*** MATERIAL PROVIDED ***

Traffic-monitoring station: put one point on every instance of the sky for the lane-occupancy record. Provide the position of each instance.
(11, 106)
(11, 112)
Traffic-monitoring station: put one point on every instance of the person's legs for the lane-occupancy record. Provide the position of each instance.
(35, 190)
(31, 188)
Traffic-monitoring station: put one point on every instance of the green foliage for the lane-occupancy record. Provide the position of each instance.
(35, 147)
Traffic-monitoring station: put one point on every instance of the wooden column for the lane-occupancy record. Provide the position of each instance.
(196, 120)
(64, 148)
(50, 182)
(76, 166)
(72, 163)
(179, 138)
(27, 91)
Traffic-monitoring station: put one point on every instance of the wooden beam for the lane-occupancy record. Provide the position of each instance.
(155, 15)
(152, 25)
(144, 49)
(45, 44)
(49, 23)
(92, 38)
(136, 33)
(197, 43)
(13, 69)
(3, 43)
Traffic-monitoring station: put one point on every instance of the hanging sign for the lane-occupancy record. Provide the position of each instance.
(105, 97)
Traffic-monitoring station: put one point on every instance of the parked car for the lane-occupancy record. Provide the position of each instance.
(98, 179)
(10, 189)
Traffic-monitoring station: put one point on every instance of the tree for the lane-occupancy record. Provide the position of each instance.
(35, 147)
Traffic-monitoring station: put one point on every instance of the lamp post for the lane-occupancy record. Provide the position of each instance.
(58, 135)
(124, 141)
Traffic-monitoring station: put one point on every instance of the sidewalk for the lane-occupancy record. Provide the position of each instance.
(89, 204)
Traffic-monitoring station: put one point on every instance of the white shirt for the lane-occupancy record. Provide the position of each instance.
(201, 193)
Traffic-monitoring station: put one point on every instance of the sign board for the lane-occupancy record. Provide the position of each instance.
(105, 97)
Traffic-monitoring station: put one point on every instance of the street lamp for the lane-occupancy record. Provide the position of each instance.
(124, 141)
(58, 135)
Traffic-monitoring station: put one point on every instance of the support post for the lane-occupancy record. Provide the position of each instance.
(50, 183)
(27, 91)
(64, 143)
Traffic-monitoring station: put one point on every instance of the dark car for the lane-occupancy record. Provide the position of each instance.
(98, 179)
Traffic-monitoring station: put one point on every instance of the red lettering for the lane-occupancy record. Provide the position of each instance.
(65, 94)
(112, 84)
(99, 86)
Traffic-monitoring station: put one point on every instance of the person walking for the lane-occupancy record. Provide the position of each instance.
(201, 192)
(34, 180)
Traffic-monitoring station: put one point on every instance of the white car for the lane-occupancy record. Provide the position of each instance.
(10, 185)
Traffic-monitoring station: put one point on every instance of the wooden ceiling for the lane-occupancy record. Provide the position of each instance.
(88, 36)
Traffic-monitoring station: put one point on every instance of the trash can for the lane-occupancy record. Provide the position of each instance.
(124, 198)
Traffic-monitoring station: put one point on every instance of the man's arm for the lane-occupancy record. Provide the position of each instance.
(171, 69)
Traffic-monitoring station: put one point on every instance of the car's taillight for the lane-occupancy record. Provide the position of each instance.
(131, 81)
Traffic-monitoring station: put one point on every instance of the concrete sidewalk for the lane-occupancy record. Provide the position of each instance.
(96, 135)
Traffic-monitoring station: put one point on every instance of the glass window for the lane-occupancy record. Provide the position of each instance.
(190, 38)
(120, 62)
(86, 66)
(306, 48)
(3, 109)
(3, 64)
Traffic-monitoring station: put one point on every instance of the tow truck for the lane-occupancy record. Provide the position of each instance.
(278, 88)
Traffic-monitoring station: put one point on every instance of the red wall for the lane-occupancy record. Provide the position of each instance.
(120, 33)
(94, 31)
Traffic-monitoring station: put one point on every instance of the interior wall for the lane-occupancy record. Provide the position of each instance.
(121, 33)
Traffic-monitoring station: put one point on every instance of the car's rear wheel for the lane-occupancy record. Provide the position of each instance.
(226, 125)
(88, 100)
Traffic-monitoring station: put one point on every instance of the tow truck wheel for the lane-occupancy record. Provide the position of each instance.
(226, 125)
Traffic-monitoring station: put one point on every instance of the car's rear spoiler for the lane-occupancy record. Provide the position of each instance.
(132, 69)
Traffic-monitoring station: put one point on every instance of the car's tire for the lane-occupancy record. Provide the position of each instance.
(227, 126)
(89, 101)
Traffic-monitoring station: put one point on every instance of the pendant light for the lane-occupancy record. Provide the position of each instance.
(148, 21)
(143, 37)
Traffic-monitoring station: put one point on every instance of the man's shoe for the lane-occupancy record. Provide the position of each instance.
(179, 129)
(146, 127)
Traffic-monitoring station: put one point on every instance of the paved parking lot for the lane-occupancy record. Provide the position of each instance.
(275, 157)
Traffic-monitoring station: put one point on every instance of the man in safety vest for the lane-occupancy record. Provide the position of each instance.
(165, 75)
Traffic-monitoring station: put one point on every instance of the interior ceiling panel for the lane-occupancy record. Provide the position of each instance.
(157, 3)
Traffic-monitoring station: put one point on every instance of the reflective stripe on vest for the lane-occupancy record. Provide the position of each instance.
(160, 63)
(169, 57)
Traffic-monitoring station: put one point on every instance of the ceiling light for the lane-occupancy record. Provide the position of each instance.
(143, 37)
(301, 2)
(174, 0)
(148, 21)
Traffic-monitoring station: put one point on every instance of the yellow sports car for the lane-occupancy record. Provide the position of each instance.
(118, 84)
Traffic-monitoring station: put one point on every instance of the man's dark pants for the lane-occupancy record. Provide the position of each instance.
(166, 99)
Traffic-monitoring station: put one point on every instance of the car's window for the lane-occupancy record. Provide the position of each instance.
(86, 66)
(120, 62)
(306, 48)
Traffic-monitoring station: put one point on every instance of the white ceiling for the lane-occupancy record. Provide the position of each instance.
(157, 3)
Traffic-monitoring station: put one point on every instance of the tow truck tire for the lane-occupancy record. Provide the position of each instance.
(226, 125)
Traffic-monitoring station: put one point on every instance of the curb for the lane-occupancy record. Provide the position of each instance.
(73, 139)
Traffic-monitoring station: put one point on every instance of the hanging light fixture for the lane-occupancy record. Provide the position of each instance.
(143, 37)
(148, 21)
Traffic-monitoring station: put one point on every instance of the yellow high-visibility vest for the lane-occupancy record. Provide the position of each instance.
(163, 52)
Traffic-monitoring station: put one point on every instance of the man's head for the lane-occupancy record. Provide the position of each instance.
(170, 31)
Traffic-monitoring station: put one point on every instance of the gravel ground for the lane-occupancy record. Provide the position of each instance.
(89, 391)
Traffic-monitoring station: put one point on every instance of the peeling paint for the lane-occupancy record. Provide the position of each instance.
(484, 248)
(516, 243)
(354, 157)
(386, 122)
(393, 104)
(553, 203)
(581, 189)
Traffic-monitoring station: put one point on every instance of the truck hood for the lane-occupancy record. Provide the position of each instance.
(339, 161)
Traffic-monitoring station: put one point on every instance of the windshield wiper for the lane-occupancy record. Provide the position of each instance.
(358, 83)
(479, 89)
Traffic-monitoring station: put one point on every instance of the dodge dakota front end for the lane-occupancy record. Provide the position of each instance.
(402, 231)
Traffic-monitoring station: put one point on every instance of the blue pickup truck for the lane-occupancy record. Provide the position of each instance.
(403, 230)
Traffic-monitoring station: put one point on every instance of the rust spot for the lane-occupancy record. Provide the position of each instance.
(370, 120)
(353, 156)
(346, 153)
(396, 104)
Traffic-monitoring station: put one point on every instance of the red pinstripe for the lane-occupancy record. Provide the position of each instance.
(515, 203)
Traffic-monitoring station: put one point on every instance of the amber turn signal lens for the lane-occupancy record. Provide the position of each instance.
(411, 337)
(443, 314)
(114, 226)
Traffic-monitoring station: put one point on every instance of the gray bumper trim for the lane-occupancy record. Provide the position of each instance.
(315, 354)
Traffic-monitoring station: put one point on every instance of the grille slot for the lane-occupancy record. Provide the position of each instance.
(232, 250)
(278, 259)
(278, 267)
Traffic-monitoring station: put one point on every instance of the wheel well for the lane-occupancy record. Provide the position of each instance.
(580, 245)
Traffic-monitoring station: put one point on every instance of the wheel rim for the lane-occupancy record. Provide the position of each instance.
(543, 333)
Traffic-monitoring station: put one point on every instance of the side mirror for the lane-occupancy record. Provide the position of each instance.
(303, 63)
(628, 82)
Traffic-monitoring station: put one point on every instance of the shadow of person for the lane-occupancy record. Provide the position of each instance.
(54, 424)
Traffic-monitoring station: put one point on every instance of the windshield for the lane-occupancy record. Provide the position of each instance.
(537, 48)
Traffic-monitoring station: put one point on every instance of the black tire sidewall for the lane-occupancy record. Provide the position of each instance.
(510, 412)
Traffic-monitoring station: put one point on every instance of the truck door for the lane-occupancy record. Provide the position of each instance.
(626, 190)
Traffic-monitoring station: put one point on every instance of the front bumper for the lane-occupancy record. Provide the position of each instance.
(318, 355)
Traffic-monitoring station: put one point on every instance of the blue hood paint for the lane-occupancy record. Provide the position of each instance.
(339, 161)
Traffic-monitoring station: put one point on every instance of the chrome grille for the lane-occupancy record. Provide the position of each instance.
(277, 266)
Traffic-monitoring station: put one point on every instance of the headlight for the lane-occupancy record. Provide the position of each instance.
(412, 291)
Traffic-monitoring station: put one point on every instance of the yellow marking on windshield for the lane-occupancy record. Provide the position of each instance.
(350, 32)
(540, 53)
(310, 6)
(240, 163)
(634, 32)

***
*** MATERIAL PROVIDED ***

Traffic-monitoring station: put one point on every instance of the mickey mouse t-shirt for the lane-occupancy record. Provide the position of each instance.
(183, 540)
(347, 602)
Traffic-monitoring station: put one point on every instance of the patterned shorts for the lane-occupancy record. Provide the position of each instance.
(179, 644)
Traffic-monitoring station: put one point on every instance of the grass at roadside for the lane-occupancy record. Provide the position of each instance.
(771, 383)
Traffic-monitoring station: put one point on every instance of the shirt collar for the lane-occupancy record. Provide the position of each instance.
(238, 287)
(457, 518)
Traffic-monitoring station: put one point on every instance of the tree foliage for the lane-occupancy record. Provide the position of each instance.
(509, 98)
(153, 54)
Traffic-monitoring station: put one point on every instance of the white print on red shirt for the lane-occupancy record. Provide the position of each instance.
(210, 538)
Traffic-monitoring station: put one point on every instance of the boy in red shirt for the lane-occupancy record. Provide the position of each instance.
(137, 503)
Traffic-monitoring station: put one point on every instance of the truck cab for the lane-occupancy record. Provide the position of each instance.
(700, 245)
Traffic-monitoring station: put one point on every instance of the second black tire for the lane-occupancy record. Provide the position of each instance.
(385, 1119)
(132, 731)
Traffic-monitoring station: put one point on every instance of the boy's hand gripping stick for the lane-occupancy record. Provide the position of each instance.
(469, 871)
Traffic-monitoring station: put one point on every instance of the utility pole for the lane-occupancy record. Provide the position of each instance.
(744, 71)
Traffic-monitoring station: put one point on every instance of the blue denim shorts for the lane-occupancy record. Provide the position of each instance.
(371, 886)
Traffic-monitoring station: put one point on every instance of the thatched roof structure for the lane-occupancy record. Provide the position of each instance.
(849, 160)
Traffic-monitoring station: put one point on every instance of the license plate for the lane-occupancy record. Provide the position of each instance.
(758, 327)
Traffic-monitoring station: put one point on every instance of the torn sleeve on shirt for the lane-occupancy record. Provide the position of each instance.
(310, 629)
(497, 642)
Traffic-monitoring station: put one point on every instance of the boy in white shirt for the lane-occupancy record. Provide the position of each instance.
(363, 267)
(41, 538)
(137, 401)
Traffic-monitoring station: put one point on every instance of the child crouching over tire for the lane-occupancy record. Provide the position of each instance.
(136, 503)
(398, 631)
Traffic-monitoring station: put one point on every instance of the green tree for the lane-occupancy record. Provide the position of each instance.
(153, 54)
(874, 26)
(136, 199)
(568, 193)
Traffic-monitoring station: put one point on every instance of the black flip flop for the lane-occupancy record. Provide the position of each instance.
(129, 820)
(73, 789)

***
*** MATERIAL PROVIDED ***

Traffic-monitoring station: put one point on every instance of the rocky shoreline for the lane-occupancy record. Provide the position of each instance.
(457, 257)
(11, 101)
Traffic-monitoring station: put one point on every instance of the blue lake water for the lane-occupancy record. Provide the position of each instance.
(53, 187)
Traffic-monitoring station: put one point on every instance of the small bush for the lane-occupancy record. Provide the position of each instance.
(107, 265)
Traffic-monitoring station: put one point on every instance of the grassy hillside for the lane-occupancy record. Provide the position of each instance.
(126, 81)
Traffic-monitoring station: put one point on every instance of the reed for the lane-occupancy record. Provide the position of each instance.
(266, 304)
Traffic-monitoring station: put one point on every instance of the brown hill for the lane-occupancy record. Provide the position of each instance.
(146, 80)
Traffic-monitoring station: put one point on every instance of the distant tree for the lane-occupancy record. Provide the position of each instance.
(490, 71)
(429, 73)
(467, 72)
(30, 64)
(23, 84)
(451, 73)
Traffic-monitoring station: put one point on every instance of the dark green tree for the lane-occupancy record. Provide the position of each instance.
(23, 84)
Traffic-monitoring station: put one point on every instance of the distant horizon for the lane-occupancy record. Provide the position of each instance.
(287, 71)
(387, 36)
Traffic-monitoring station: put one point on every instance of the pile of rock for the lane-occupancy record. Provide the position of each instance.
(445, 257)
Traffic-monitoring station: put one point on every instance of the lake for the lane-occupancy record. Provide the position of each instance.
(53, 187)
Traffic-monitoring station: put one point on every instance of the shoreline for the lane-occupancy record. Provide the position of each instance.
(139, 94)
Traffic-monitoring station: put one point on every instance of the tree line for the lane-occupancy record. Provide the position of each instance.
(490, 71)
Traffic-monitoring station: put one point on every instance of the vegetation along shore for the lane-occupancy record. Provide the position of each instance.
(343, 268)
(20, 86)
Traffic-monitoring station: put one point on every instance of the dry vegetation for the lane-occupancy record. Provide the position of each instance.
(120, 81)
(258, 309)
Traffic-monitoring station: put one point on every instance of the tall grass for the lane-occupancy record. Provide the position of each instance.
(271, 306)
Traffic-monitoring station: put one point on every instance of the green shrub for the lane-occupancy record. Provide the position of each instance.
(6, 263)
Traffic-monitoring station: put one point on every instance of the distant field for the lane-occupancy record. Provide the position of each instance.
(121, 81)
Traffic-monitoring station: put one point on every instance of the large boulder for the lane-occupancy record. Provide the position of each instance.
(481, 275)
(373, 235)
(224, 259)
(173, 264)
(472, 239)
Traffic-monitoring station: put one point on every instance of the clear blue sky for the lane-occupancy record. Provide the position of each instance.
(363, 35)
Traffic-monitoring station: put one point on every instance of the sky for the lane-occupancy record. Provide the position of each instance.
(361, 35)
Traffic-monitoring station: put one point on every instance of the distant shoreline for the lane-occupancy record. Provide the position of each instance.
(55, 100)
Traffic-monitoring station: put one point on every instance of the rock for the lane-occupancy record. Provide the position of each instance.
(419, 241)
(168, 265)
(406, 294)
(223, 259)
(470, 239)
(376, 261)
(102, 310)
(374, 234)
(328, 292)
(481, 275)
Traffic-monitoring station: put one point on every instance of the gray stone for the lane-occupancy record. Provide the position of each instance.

***

**EXERCISE**
Count the lines of the records in which the word "wooden" appears, and reply with the number alone.

**FULL RESPONSE**
3